• **Selected excerpt**
┏━━

Panorama looking south and uphill
Click for full resolution.

Curiosity

[For the overall context of Curiosity’s travels, see my March 2016 post, Pinpointing Curiosity’s location in Gale Crater.

For the updates in 2018 go here. For a full list of updates before February 8, 2018, go here.]

Map of Curiosity's travels

Since my last rover update on January 13, 2020, Curiosity has finally moved on from the base of Western butte, where it spent more than a month drilling a hole and gathering a great deal of geological data. Rather than head downhill and around the plateau and back to its planned route (as indicated by the red line in the map to the right), the Curiosity science team decided to push upward and onto the Greenheugh Piedmont (as indicated by the yellow line).

They had always planned to reach the top of this plateau, but not for several years. First they were going to head east to study a recurring slope lineae (see my October 2019 update), an example of a dark streak that darkens and fades seasonally and could provide evidence of water seepage from below ground.

┗━━

Some rows

┏━━

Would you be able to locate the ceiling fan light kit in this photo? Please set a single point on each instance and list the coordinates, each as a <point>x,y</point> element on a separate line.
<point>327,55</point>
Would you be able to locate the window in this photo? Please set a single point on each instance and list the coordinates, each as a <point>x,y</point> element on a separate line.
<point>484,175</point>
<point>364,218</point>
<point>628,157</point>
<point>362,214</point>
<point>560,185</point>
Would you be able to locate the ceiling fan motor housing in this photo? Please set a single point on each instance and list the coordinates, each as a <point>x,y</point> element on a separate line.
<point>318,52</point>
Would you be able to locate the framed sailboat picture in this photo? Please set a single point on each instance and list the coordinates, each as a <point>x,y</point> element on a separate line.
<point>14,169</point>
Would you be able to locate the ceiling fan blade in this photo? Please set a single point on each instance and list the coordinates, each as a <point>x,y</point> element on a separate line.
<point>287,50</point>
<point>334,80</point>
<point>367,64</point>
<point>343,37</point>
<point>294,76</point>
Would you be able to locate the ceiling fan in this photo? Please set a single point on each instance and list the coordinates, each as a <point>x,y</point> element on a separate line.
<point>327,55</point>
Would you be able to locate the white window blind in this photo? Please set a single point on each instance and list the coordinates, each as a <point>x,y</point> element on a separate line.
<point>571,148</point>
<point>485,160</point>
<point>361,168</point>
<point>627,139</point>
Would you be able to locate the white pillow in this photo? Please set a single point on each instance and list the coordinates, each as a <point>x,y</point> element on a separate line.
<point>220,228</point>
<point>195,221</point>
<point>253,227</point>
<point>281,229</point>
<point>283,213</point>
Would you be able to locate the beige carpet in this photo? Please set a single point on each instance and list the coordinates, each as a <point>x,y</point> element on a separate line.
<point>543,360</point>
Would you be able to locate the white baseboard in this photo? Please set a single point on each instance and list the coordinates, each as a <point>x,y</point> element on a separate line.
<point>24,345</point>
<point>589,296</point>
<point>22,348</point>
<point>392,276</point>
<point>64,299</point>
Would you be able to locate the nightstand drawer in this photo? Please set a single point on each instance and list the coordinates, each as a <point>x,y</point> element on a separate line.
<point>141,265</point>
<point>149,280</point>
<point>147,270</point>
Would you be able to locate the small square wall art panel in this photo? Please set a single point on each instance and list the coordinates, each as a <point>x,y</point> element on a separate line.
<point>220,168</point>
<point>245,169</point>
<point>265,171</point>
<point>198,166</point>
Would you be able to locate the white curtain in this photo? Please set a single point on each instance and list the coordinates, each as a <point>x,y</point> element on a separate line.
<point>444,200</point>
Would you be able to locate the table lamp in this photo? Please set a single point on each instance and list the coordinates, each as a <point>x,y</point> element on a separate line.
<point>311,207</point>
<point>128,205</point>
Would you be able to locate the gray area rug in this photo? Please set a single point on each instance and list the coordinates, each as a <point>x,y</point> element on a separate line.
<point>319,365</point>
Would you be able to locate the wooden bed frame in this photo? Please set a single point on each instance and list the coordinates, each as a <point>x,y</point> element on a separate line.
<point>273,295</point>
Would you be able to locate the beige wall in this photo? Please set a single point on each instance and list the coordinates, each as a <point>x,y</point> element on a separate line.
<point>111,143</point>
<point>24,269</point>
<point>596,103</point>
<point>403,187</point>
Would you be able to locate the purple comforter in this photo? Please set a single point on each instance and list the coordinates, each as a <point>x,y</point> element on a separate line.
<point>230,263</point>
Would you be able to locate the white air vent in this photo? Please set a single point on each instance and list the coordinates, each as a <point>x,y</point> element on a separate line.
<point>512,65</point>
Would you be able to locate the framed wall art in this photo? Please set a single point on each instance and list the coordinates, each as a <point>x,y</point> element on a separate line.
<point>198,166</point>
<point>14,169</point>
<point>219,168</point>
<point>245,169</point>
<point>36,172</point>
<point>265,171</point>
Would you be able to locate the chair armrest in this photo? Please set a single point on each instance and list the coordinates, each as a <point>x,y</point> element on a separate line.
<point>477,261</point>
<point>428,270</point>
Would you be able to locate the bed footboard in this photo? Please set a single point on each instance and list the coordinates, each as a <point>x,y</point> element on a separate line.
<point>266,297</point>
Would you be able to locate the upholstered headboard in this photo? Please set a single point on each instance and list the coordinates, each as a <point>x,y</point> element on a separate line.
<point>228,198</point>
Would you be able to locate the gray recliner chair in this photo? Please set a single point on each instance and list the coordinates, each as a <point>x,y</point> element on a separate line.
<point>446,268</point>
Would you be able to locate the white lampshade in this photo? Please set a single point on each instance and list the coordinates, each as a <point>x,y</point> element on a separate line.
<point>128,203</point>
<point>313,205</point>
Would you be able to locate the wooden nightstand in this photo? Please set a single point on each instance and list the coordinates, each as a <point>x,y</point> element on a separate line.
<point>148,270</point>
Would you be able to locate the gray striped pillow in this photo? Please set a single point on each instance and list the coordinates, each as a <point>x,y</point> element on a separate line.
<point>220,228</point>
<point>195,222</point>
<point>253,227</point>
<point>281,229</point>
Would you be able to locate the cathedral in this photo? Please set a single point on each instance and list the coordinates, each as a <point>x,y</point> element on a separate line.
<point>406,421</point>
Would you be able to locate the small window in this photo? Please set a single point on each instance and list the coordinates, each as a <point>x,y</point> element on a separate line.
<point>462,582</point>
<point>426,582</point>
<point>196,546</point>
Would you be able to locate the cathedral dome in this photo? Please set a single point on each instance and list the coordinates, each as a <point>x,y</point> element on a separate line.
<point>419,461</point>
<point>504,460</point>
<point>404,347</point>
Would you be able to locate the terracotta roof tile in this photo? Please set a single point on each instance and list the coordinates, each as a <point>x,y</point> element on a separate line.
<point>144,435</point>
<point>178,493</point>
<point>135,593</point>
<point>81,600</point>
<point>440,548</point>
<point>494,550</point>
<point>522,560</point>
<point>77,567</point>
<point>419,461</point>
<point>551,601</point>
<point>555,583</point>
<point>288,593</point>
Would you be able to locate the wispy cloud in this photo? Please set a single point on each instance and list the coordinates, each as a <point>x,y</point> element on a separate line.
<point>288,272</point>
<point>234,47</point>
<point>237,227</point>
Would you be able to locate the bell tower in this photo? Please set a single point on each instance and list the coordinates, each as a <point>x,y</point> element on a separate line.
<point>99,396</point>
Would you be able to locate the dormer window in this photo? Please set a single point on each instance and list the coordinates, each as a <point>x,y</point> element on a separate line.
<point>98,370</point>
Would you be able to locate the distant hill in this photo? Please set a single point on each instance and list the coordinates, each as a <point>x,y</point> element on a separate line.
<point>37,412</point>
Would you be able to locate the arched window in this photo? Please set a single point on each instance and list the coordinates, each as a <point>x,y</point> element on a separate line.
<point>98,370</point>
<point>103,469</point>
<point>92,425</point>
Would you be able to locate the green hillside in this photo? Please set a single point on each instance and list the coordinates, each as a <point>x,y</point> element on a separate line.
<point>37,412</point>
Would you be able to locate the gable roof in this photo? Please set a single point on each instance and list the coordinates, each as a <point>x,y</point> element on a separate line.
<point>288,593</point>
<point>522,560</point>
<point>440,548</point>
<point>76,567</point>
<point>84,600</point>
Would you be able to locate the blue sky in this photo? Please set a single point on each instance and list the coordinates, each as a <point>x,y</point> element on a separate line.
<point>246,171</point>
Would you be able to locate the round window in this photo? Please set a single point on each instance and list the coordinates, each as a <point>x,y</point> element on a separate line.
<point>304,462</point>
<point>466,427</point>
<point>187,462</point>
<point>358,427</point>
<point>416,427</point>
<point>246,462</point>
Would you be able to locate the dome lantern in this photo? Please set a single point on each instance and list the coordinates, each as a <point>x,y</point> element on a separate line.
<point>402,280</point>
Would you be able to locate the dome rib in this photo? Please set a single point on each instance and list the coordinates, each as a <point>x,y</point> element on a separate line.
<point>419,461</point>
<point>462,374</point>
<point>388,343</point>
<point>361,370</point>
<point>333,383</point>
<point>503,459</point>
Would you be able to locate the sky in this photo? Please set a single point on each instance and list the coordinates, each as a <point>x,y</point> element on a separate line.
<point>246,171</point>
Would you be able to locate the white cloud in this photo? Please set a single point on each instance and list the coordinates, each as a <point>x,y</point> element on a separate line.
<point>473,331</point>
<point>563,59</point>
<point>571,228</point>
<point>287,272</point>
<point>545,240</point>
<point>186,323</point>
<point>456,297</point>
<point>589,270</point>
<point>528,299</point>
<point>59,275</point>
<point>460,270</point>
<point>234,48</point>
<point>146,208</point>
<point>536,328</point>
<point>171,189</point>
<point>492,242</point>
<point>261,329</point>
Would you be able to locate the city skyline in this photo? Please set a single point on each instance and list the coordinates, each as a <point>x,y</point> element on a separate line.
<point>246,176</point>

┗━━

• **Exercise instructions**
Using the Curiosity rover update, answer these:
(a) On what date was the previous rover update posted?
(b) What does the yellow line on the map indicate?
(c) In which direction was the team first going to head to study a recurring slope lineae?
The rows play no part in this work.

• **Written answer**
(a) January 13, 2020
(b) The science team's decision to push upward onto the Greenheugh Piedmont
(c) East